■ **Selected text**
********

Boys and Girls Revisited Consider a country with $n$ families, each of which continues having children until they have a boy and then stop. In the end, there are $G$ girls and $B=n$ boys.
Douglas Zare's highly upvoted answer to this question 
computes the expected fraction of girls in a population formed of complete families and explains why we shouldn't expect it to equal $1/2$.  My current question concerns a different statistic, namely the probability that there are more boys than girls (after all families have finished reproducing).  This probability turns out to be exactly $1/2$, and I'm looking for an intuitive explanation of why.  
Indeed, for fixed $n$, it's not hard to see that
$$Prob(G=k)=\binom{n+k-1}{k}\cdot {1\over 2^{n+k}}$$
(The binomial coefficient is the number of ways to assign $k$ indistinguishable girls to $n$ distinguishable families.) 
Therefore 
$$Prob(G < B)=\sum_{k=0}^{n-1}\binom{n+k-1}{k}\cdot {1\over 2^{n+k}}$$
It's not hard to check that this sum is exactly equal to $1/2$ (and therefore, in particular, independent of $n$).  
That is, regardless of the number of families, we always have the surprisingly (to me) simple formula
$$Prob(G < B )=1/2$$
(Note that this implies $Prob(G>B)$ is strictly less than $1/2$ --- because there's always some probability weight on the event $G=B$ --- though an application of Stirling's formula shows that $Prob(G>B)$ converges to $1/2$ as $n$ gets large.)

********

■ **Extracted records**

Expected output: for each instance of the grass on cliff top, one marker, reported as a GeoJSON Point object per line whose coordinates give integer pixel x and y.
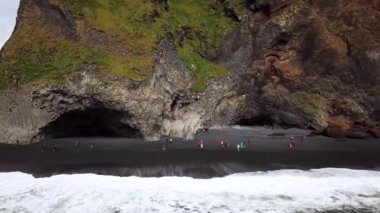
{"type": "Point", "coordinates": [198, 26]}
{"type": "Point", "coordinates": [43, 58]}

********

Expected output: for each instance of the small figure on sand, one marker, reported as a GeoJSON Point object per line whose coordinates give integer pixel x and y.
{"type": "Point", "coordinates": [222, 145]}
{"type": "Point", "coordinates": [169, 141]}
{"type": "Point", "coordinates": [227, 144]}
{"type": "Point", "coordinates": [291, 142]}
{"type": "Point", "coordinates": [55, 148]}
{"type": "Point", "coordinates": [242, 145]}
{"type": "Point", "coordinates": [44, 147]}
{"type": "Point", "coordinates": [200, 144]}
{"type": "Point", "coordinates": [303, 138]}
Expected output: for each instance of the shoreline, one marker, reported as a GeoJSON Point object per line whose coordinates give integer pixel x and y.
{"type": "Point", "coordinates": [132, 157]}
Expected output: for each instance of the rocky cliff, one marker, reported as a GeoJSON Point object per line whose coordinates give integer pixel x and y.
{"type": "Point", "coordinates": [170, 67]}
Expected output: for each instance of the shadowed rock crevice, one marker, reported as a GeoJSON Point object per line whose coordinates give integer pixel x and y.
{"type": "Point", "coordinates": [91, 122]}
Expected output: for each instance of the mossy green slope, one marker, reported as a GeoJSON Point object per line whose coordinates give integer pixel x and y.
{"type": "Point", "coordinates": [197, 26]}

********

■ **Activity A**
In the boys and girls text, what is the probability that there are more boys than girls once all families have finished?
■ **Activity B**
List every probability that the boys and girls text writes in the form Prob(...).
■ **Activity C**
Carry on the boys and girls text from where it stops.

■ **Reply A**
Exactly 1/2, regardless of the number of families.

■ **Reply B**
Prob(G=k), Prob(G<B), Prob(G>B)

■ **Reply C**
My question is:

Is there some simple intuitive reason I should have expected this result?

 A: Symmetry. Put them all together and tell them to multiply forever. The question then becomes whether the $n$-th boy was born at the $2n$-th birth or later, or not, i.e., who is the majority among the first $2n-1$ births: boys or girls.
A: This is just a variant presentation of fedja's truly wonderful solution.  It took me a while to catch on to the idea there, so I'm offering this in case it helps clarify it for anyone else.  All credit for the insight, though, properly belongs to fedja.
For the purpose of determing the probability that the $n$ families wind up with more boys than girls altogether, it's convenient to imagine births take place in the following fanciful way.  There is a "magic fertility wand" which is passed from family to family and which causes the family that possesses it to produce one child per day until they have a boy, at which point they pass the wand along to the next family.  If and when every family has their boy, the wand is given to a pair of rabbits, who use it to produce a male or female offspring each day without cease.  All births take place at a hospital/veterinary clinic.
On the $(2n-1)$st day, the hospital reports whether they've delivered a preponderance of males or females.  Obviously it's a 50:50 chance for either result.  If it's more males, there are at least $n$ of them, which means there are exactly $n$ boys and possibly some male rabbits, but certainly no more than $n-1$ girls -- in any event, the families are done reproducing and there are more boys than girls.  If, on the other hand, the hospital reports more female births, then there have been fewer than $n$ males born, which means the wand hasn't yet reached the rabbits, so all the births have been boys and girls, with at least $n$ of them girls, so the boys will never outnumber the girls.